PROBLEM TO SOLVE:
All lines of the records below that contain the word "bouquet" must be listed.
= Beginning of Section =
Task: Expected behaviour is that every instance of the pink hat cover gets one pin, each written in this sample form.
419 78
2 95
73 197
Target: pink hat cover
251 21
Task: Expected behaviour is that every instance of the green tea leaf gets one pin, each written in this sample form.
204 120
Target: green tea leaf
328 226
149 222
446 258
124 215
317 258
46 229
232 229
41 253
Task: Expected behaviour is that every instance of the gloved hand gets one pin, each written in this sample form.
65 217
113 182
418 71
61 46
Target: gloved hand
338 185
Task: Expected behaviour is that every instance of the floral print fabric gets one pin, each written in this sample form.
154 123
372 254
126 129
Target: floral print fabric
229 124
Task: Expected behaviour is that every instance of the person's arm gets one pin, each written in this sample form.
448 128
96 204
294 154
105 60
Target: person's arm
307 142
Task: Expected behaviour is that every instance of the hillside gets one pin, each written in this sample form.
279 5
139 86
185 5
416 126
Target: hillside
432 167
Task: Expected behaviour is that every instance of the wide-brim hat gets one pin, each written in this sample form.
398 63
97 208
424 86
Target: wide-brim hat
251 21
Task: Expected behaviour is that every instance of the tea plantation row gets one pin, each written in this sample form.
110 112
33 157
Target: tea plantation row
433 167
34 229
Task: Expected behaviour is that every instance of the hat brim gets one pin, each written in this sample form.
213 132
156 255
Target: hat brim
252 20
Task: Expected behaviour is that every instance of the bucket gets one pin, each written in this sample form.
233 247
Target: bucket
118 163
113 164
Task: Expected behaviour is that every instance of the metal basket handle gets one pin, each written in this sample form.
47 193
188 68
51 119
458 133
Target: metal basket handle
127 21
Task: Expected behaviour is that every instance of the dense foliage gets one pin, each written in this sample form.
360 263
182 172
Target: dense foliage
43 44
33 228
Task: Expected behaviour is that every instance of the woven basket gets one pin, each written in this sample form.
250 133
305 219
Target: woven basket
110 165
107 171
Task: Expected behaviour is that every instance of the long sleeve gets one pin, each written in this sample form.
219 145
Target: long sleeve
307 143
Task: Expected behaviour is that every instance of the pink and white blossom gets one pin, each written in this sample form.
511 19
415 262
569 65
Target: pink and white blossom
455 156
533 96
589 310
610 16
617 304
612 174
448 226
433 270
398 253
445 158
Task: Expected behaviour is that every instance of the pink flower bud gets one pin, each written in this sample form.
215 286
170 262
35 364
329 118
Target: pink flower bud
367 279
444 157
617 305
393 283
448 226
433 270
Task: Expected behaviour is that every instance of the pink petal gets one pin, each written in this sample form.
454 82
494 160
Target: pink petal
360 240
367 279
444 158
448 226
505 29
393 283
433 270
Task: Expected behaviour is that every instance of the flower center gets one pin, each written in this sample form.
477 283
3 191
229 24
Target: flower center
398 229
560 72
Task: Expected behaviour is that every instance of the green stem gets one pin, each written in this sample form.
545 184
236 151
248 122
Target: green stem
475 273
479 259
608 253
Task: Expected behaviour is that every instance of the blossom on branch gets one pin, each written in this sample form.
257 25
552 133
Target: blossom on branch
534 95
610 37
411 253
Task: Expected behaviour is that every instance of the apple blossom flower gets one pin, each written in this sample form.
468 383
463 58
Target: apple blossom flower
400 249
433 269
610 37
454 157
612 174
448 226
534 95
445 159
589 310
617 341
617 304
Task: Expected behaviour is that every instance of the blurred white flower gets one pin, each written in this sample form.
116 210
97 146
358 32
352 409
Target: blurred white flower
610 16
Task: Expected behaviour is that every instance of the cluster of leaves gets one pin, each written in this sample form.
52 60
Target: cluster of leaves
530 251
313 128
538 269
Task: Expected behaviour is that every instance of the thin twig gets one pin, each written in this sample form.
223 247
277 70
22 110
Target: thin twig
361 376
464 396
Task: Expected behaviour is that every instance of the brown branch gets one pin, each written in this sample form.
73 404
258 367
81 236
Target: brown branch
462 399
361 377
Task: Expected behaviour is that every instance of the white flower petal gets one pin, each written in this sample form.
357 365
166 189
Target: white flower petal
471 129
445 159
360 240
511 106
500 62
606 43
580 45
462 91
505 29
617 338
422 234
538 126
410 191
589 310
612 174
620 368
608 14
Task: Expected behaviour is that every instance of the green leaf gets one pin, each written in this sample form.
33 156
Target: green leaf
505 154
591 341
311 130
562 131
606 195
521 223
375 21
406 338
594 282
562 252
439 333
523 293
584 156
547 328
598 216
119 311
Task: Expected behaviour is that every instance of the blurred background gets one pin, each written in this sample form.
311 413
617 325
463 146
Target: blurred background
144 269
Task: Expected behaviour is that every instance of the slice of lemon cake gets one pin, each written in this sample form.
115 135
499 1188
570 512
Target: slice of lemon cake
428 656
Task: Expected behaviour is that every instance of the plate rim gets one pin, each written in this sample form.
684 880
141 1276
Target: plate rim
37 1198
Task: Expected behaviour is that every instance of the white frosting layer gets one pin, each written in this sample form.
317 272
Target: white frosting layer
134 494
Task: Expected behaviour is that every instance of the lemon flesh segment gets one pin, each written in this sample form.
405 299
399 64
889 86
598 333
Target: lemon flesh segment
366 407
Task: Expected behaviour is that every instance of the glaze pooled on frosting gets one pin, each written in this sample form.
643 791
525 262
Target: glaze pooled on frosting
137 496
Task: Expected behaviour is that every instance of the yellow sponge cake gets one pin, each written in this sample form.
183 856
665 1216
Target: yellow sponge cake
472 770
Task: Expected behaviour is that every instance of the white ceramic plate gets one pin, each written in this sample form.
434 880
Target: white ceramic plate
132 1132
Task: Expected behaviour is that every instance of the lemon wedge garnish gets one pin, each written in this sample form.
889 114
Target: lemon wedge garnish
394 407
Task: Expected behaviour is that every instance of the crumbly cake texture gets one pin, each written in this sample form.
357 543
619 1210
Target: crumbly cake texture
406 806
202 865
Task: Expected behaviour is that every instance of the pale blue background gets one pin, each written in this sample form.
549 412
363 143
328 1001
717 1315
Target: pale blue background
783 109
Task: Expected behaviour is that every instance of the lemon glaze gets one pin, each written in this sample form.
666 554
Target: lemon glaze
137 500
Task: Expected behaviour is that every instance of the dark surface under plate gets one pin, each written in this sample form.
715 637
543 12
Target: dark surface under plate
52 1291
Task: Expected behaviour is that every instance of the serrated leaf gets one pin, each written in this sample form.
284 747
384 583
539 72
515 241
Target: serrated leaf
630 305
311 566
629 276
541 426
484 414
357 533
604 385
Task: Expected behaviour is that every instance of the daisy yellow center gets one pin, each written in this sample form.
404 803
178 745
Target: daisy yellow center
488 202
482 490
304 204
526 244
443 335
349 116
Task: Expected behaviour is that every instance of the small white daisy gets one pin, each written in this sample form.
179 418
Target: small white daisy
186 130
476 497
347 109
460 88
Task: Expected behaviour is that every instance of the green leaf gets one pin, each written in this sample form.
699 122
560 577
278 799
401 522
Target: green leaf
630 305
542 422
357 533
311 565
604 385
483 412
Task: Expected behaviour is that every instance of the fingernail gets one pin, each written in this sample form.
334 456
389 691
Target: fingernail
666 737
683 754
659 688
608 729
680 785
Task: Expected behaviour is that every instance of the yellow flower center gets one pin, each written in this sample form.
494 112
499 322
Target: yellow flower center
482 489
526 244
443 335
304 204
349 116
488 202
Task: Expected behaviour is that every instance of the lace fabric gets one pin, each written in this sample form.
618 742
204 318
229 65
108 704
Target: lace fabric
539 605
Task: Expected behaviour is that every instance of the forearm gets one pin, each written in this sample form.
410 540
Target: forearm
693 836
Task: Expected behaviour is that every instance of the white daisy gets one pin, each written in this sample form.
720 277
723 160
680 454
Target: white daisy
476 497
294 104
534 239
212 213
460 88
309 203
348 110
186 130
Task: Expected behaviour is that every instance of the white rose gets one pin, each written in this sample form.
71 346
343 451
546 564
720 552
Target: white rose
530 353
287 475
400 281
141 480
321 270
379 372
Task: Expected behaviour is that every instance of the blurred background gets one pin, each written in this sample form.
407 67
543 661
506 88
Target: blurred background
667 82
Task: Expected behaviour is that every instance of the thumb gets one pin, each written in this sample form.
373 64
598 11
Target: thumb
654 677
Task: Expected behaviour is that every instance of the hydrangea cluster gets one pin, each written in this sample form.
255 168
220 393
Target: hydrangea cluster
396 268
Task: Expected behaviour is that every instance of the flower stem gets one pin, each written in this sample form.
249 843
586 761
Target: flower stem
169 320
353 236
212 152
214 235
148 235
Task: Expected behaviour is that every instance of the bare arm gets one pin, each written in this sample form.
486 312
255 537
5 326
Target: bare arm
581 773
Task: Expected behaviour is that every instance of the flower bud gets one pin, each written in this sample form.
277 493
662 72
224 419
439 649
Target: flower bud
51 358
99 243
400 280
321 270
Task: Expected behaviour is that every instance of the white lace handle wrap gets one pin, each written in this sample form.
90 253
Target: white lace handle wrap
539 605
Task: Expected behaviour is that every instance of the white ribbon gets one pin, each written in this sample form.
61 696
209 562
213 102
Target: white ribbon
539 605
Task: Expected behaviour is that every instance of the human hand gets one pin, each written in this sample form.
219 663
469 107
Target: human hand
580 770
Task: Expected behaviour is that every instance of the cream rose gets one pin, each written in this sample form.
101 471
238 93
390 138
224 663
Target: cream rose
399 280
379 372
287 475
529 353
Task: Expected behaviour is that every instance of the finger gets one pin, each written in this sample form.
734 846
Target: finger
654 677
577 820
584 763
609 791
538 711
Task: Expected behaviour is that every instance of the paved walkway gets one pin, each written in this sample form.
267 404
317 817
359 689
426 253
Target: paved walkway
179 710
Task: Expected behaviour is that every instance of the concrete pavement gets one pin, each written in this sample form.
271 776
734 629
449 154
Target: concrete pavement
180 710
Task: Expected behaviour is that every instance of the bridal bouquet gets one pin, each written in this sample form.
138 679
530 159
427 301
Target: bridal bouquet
= End of Section =
ANSWER FOR THE TASK:
Task: Expected behaviour is that every instance of the bridal bouquet gets one pin, each written in this sample form.
Target: bridal bouquet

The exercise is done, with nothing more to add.